**Set exercise:**
Rewrite the lines below as a numbered list, omitting any blank lines and leaving the pictures out of your answer.

Collected data entries:
※ ※ ※
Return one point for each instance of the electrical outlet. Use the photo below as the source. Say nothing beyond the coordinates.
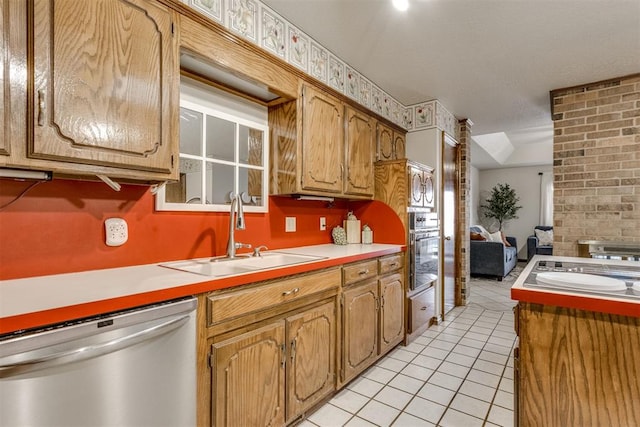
(290, 224)
(116, 231)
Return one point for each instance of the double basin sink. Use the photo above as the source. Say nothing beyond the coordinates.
(220, 267)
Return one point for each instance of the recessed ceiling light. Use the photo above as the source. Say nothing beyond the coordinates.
(401, 5)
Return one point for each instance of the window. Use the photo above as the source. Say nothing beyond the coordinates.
(223, 151)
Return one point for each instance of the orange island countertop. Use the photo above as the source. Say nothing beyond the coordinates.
(600, 285)
(40, 301)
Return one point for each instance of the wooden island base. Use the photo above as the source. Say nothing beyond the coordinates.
(576, 367)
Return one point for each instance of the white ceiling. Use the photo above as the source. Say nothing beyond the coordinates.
(491, 61)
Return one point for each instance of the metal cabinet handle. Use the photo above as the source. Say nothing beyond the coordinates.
(293, 350)
(292, 291)
(40, 108)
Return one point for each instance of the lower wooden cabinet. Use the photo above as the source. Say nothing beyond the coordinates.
(249, 378)
(270, 352)
(372, 314)
(271, 375)
(311, 337)
(391, 312)
(360, 328)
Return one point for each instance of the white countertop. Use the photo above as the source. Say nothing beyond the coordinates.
(37, 294)
(574, 298)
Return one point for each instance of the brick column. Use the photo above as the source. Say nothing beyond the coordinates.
(464, 159)
(596, 158)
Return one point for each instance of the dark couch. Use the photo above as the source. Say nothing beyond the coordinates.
(533, 246)
(492, 258)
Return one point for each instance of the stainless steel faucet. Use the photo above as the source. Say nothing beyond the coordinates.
(237, 224)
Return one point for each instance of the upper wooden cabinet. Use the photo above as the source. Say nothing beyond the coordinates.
(320, 146)
(322, 141)
(101, 89)
(360, 137)
(391, 144)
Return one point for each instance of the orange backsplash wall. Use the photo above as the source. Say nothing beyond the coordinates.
(58, 227)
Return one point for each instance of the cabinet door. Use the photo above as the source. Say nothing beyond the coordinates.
(104, 79)
(311, 337)
(249, 378)
(399, 144)
(360, 134)
(360, 323)
(391, 311)
(322, 142)
(385, 143)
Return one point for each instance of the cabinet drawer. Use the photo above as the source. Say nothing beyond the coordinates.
(390, 263)
(230, 304)
(422, 308)
(353, 273)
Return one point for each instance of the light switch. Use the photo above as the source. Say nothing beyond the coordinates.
(116, 231)
(290, 224)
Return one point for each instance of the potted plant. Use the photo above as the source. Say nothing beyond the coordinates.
(502, 204)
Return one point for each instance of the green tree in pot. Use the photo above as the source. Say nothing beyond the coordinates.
(502, 204)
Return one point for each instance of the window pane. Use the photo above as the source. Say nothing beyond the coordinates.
(250, 141)
(190, 132)
(219, 183)
(189, 188)
(220, 139)
(250, 186)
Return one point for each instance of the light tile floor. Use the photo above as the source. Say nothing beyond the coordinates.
(458, 373)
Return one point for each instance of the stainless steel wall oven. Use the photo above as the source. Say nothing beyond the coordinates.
(424, 250)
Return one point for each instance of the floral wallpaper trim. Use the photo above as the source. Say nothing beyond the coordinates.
(259, 24)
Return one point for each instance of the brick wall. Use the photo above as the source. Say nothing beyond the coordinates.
(596, 159)
(464, 157)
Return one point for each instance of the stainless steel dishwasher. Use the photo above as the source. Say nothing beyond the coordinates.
(131, 368)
※ ※ ※
**Solution to this exercise:**
1. Return one point for each instance of the electrical outlet. Use the photo below as the source. Say nothing beyond the coordinates.
2. (290, 224)
3. (116, 231)
4. Return one point for each instance of the double basin sink. Use the photo above as the source. Say nothing beyond the coordinates.
5. (220, 267)
6. Return one point for each instance of the recessed ceiling light. Use the photo above as the source. Say nothing beyond the coordinates.
7. (401, 5)
8. Return one point for each instance of the window. Use the photo above as the source. Say nothing beyond the coordinates.
9. (223, 151)
10. Return one point for each instance of the orange island countertop. Use the photo above as the source. Say nothing beyond the coordinates.
11. (600, 285)
12. (40, 301)
13. Return one point for each instance of the wooden island base. Use the photo above as the source. Say nothing beyond the coordinates.
14. (576, 367)
15. Return one point for each instance of the white ceiling. Use the photo above as the source. Say nothing beyond the coordinates.
16. (491, 61)
17. Return one point for each instance of the metal cabinet handle. Use the photo above as the source. Say nothing beyond the coordinates.
18. (293, 350)
19. (292, 291)
20. (40, 108)
21. Return one point for each instance of the lower wooden cabinet. Use the photo above as the source. Say nothing beyond the coordinates.
22. (249, 378)
23. (270, 352)
24. (372, 314)
25. (271, 375)
26. (311, 337)
27. (391, 312)
28. (360, 328)
29. Return one point for each instance of the white countertop. Use the photo above as the source. Say nothing beyond the coordinates.
30. (37, 294)
31. (574, 298)
32. Return one point for each instance of the brick column. Use the photo above as the source. Say nothing beyond the coordinates.
33. (464, 159)
34. (596, 158)
35. Return one point for each instance of the dark couch. Use the photo above as the source. Say nothing beyond the coordinates.
36. (533, 246)
37. (492, 258)
38. Return one point for each instance of the stainless steel faucet. Use the photo above as the source. Say nothing beyond the coordinates.
39. (237, 224)
40. Return one point for each instance of the upper wooden cabinet. Use the photo above as the source. Say nothing beyond the coordinates.
41. (320, 146)
42. (322, 141)
43. (101, 89)
44. (360, 137)
45. (391, 144)
46. Return one point for each instance of the orange backsplash wall. Use the photo above as the source. Say nothing beyond the coordinates.
47. (58, 227)
48. Return one point for each instance of the cabinet door. Use the photo above as the source. Say nothing beyond the coordinates.
49. (104, 79)
50. (311, 337)
51. (249, 378)
52. (399, 144)
53. (360, 134)
54. (360, 323)
55. (391, 311)
56. (322, 142)
57. (385, 143)
58. Return one point for each instance of the cabinet drawer. Use the photo above as the source. Say nothing beyond the coordinates.
59. (390, 263)
60. (230, 304)
61. (422, 308)
62. (353, 273)
63. Return one point for each instance of the light switch. Use the photo above as the source. Say nothing beyond the coordinates.
64. (116, 231)
65. (290, 224)
66. Return one point for each instance of the potted plant. Use the photo above as the source. Say nothing beyond the coordinates.
67. (502, 204)
68. Return one point for each instance of the green tree in pot. Use the photo above as the source. Say nothing beyond the coordinates.
69. (502, 204)
70. Return one point for each instance of the window pane. Use the photo above as the source. Say nothing beyond the coordinates.
71. (250, 141)
72. (190, 132)
73. (219, 183)
74. (189, 188)
75. (220, 139)
76. (250, 186)
77. Return one point for each instance of the light tile floor. Use the photo above as the source. Say nothing beyond the coordinates.
78. (458, 373)
79. Return one point for each instance of the stainless steel wall oven. Use the photo above as the source. Say nothing beyond the coordinates.
80. (424, 250)
81. Return one point for each instance of the floral wallpaper trim. Use the photo above as the source. Say nothing beyond the coordinates.
82. (259, 24)
83. Return one point for each instance of the brick wall. Use the photo above as the source. Say nothing beyond the coordinates.
84. (596, 159)
85. (464, 157)
86. Return one point for each instance of the stainless steel dishwasher. Use the photo above as the source. Say nothing beyond the coordinates.
87. (131, 368)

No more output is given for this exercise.